Problem requirements: Among these records, tally each line with the word "flower"; the answer is that number alone.

Information shown:
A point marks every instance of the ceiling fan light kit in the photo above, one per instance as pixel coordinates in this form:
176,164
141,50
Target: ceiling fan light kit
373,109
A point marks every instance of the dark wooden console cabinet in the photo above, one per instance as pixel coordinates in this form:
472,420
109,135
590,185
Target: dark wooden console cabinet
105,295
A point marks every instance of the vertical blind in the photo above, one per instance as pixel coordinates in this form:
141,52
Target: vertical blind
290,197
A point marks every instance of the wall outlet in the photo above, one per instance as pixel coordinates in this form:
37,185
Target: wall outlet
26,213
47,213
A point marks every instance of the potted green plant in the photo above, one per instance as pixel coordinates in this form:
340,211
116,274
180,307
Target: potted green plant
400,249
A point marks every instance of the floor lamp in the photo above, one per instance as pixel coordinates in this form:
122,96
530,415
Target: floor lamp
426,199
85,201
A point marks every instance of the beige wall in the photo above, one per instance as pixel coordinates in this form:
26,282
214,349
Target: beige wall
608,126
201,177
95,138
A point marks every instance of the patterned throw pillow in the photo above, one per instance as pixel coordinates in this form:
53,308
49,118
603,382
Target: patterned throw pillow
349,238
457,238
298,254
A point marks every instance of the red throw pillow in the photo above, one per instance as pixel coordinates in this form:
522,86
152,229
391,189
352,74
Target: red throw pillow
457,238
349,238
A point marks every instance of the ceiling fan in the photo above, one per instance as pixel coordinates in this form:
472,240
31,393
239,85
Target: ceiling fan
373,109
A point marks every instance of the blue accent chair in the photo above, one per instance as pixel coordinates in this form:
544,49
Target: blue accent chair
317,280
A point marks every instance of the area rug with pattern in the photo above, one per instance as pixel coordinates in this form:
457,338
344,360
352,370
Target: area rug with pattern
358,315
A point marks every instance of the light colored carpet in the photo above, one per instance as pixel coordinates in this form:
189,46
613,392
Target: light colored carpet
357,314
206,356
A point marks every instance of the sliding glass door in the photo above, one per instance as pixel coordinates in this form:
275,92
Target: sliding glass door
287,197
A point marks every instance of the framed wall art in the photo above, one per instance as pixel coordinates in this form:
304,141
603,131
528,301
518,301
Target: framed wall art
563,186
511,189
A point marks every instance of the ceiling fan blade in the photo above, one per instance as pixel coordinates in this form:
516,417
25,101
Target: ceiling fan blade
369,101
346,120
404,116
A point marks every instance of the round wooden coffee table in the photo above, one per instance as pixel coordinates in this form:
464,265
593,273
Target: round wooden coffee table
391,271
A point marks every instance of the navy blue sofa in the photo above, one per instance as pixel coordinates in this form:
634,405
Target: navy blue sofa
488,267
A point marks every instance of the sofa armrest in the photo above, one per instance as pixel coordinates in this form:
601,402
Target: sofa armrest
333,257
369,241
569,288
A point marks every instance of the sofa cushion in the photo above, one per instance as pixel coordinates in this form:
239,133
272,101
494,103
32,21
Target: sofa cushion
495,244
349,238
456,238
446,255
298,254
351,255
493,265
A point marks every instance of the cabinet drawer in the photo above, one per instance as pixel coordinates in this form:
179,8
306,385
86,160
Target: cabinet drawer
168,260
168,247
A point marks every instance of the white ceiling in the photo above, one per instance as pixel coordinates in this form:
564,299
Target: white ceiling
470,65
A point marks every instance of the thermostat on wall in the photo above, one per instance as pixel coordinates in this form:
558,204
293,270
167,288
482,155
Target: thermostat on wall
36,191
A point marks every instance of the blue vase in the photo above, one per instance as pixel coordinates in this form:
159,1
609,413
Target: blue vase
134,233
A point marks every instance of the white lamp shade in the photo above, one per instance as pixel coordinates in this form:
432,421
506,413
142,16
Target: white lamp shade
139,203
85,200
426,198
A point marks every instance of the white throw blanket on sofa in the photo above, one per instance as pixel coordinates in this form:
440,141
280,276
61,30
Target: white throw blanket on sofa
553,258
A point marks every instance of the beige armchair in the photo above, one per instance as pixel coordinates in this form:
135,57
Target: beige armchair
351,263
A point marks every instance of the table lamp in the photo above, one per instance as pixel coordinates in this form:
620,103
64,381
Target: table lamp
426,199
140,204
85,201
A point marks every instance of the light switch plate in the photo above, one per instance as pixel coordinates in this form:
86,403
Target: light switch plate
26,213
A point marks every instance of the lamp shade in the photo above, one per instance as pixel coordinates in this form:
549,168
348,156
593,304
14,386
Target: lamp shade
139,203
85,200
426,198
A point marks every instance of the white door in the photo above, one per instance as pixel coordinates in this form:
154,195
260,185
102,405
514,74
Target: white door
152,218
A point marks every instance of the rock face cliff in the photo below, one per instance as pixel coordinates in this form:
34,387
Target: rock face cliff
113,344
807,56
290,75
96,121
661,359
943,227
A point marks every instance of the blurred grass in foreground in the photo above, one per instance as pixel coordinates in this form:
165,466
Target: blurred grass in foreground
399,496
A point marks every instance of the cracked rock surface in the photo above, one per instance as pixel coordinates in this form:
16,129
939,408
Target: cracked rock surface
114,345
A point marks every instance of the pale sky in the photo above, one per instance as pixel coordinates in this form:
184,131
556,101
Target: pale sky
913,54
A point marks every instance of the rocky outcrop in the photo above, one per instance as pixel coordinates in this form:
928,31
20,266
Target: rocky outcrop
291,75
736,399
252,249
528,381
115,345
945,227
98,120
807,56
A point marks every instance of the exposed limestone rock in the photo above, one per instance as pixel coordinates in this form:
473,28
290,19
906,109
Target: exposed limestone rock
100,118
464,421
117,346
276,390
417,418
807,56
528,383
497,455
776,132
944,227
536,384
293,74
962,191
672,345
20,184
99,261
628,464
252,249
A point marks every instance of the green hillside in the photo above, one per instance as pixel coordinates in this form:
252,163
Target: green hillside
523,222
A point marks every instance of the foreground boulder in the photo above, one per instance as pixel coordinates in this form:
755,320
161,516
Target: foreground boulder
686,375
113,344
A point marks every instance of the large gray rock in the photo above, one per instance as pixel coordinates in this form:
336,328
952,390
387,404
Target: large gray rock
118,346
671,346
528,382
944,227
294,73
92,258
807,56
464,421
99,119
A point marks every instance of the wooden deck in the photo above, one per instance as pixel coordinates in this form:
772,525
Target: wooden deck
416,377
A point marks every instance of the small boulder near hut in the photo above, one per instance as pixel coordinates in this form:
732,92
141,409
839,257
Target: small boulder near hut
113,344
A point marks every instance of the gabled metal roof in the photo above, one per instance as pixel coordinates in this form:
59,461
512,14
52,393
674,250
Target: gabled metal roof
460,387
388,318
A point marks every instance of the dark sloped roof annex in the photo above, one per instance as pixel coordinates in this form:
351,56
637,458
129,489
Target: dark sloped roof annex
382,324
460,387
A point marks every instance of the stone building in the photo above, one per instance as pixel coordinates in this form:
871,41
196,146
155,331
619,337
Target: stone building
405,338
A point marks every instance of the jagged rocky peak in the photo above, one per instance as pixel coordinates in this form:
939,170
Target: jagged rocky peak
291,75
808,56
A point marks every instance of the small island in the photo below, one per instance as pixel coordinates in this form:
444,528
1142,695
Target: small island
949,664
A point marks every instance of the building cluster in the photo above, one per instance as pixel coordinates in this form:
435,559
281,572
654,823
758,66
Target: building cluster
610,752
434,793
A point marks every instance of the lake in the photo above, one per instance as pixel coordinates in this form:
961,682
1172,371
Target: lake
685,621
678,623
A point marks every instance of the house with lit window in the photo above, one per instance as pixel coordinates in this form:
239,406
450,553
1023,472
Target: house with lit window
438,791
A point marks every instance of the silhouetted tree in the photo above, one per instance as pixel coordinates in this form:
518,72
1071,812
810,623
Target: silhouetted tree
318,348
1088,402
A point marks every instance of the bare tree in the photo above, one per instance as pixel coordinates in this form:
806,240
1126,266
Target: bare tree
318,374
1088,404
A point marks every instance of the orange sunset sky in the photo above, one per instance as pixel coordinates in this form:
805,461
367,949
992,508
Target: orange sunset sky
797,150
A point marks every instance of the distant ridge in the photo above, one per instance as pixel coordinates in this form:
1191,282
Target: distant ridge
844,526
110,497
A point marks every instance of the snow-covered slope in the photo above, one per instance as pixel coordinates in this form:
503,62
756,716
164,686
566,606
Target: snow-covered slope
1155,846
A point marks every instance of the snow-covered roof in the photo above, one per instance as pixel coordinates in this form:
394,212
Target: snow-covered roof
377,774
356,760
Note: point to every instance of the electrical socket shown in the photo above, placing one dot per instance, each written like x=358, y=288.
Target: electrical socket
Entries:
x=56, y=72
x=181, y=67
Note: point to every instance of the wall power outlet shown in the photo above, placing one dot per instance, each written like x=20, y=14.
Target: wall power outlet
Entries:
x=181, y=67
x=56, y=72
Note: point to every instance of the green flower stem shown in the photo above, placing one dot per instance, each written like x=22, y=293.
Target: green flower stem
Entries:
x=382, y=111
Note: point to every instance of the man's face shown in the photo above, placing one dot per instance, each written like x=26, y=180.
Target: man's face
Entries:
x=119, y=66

Response: 2